### INSTRUCTION
Reproduce all of the data below verbatim, keeping every line unchanged and in its original order.

-- Start --

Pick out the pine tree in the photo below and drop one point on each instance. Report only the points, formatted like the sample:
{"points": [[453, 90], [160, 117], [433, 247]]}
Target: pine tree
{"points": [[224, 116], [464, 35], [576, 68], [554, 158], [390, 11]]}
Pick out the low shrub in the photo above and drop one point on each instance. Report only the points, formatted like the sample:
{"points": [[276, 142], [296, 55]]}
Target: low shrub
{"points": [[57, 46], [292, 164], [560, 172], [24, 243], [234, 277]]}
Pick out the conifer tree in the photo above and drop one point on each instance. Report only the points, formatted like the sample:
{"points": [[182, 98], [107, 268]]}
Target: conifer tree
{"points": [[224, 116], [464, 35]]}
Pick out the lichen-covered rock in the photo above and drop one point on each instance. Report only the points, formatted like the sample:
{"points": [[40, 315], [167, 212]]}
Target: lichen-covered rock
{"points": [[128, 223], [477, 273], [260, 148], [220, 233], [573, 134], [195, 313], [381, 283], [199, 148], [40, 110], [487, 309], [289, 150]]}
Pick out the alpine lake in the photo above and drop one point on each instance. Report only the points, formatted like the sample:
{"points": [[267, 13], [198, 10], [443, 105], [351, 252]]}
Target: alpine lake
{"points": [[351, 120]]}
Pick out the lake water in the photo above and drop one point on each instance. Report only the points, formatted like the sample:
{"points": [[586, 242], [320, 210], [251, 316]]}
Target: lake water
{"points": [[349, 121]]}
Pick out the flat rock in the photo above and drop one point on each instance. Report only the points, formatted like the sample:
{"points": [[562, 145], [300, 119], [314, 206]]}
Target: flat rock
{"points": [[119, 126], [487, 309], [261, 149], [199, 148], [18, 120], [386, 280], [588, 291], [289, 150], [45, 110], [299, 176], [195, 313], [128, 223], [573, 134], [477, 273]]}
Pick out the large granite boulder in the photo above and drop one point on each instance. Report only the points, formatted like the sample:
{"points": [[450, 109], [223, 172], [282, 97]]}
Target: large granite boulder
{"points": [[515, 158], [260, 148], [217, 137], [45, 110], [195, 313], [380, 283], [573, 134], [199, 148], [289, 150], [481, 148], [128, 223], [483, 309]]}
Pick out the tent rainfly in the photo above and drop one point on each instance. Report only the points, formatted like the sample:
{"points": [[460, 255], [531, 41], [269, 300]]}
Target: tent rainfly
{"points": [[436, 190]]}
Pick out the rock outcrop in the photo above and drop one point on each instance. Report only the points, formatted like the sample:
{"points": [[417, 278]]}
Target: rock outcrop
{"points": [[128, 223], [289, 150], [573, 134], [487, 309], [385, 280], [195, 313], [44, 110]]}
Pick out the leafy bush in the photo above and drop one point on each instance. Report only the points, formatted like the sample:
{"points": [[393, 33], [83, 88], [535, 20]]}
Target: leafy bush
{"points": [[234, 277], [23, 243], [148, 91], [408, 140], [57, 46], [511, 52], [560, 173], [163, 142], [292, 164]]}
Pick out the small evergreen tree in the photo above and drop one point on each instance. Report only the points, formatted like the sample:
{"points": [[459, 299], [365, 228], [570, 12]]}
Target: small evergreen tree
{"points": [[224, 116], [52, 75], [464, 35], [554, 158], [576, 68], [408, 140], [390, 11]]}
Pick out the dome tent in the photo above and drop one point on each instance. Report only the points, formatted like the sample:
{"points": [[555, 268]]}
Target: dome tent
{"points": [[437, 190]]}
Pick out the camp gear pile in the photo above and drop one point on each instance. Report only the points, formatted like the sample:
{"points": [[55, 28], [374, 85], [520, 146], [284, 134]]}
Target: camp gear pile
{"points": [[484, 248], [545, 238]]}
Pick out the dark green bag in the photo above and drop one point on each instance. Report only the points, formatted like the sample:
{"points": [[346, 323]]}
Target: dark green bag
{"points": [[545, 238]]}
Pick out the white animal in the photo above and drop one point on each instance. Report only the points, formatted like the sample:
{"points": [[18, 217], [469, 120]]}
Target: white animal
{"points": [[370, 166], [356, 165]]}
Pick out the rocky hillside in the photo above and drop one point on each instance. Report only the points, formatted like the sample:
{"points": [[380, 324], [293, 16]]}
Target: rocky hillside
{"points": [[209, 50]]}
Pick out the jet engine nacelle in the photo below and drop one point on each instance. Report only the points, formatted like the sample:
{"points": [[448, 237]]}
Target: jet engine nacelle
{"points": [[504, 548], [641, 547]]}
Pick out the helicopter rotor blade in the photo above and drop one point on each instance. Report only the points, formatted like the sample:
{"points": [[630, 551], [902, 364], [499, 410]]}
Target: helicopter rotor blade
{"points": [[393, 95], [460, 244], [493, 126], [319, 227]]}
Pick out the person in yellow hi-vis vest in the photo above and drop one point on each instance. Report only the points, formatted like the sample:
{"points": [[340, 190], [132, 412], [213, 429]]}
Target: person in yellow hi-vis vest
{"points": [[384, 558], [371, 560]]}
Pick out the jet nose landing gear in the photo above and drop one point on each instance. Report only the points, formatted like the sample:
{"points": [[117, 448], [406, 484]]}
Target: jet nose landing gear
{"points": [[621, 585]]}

-- End --

### RESULT OF THE EXERCISE
Pick out the pine tree in the photo below and drop one point on each instance. Report only the points, formatted like the sample:
{"points": [[453, 90], [160, 117], [433, 247]]}
Target: pine tree
{"points": [[224, 116], [464, 35], [576, 68], [554, 158], [390, 11]]}
Pick out the low shrub in the photo above and drop one point on each instance. Report only the points, formatted like the sample:
{"points": [[276, 142], [296, 55]]}
Target: low shrub
{"points": [[57, 46], [292, 164], [560, 172], [24, 243], [234, 277]]}
Pick out the conifer tree in the photo above and drop one point on each instance. Report only the points, formatted like the sample:
{"points": [[182, 98], [107, 268]]}
Target: conifer tree
{"points": [[224, 116], [464, 35]]}
Pick out the lichen-covered rock in the photo above and drop one point on each instance. Report only the points, formatted like the sample:
{"points": [[40, 315], [167, 212]]}
Target: lichen-covered rock
{"points": [[128, 223], [477, 273], [260, 148], [220, 233], [573, 134], [195, 313], [381, 283], [199, 148], [40, 110], [487, 309], [289, 150]]}
Pick out the alpine lake in the photo above and drop one point on each instance. Report only the points, formatted like the sample:
{"points": [[267, 13], [198, 10], [443, 105], [351, 252]]}
Target: alpine lake
{"points": [[351, 120]]}
Pick out the lake water in the photo above and drop one point on each instance. Report only the points, formatted like the sample:
{"points": [[586, 242], [320, 210], [251, 316]]}
Target: lake water
{"points": [[349, 121]]}
Pick out the flat rock in the photo above and drop one point on each instance. Report only the points, formatted like the sample:
{"points": [[562, 145], [300, 119], [314, 206]]}
Target: flat rock
{"points": [[119, 126], [487, 309], [261, 149], [199, 148], [18, 120], [386, 280], [588, 291], [289, 150], [45, 110], [299, 176], [195, 313], [128, 223], [573, 134], [477, 273]]}
Pick out the large granite boulder in the photo above and drop one point on each instance. Report only the points, formatted like the sample:
{"points": [[450, 109], [223, 172], [282, 97]]}
Target: large granite boulder
{"points": [[515, 158], [260, 148], [217, 137], [45, 110], [195, 313], [380, 283], [573, 134], [199, 148], [289, 150], [481, 148], [128, 223], [483, 309]]}
Pick out the tent rainfly in the photo above and drop one point on each instance. Report only the points, formatted like the sample:
{"points": [[460, 255], [531, 41], [269, 300]]}
Target: tent rainfly
{"points": [[436, 190]]}
Pick out the rock outcrop in the photo above and drop one point on each instance. Report only the points, formatted like the sample:
{"points": [[417, 278]]}
Target: rock outcrop
{"points": [[128, 223], [289, 150], [573, 134], [487, 309], [385, 280], [195, 313], [44, 110]]}
Pick out the leafy bush in the photo above and drop one point on each instance. Report only the points, formatted like the sample:
{"points": [[393, 33], [83, 88], [535, 20]]}
Target: leafy bush
{"points": [[234, 277], [23, 243], [148, 91], [408, 140], [57, 46], [511, 52], [560, 173], [163, 142], [292, 164]]}
Pick out the small evergreen tree in the photo above and drop one point on each instance. Report only the points, formatted like the sample:
{"points": [[459, 299], [365, 228], [570, 12]]}
Target: small evergreen tree
{"points": [[224, 116], [52, 75], [464, 35], [554, 158], [576, 68], [408, 140], [390, 11]]}
Pick out the dome tent in the photo above and drop one point on each instance. Report only the points, formatted like the sample:
{"points": [[555, 268]]}
Target: dome tent
{"points": [[437, 190]]}
Pick out the camp gear pile in the photo above and drop one point on each instance. Report only the points, formatted like the sample:
{"points": [[55, 28], [374, 85], [520, 146], [284, 134]]}
Target: camp gear pile
{"points": [[484, 248], [545, 238]]}
Pick out the dark green bag in the photo above and drop one point on each instance. Report only the points, formatted like the sample:
{"points": [[346, 323]]}
Target: dark green bag
{"points": [[545, 238]]}
Pick out the white animal in the photo above and drop one point on each instance. Report only the points, formatted like the sample:
{"points": [[18, 217], [469, 120]]}
Target: white animal
{"points": [[370, 166], [356, 165]]}
Pick out the rocky hillside in the photo above and drop one point on each instance. Report only the points, formatted like the sample:
{"points": [[380, 324], [293, 16]]}
Target: rocky hillside
{"points": [[209, 50]]}
Pick out the jet engine nacelle in the photo below and drop one point on each instance. Report only the points, formatted like the sample:
{"points": [[448, 237]]}
Target: jet engine nacelle
{"points": [[504, 548], [641, 547]]}
Pick out the helicopter rotor blade in the photo above and drop one point on each instance. Report only the points, formatted like the sample:
{"points": [[630, 551], [902, 364], [499, 410]]}
Target: helicopter rotor blade
{"points": [[393, 95], [460, 244], [493, 126], [319, 227]]}
Pick out the person in yellow hi-vis vest in the photo above and drop one point on each instance. Report only the points, formatted like the sample:
{"points": [[340, 190], [132, 412], [213, 429]]}
Target: person in yellow hi-vis vest
{"points": [[384, 558], [371, 560]]}
Pick out the jet nose landing gear in the photo above and drop one point on each instance. Report only the points, formatted like the sample:
{"points": [[117, 448], [406, 484]]}
Target: jet nose landing gear
{"points": [[621, 585]]}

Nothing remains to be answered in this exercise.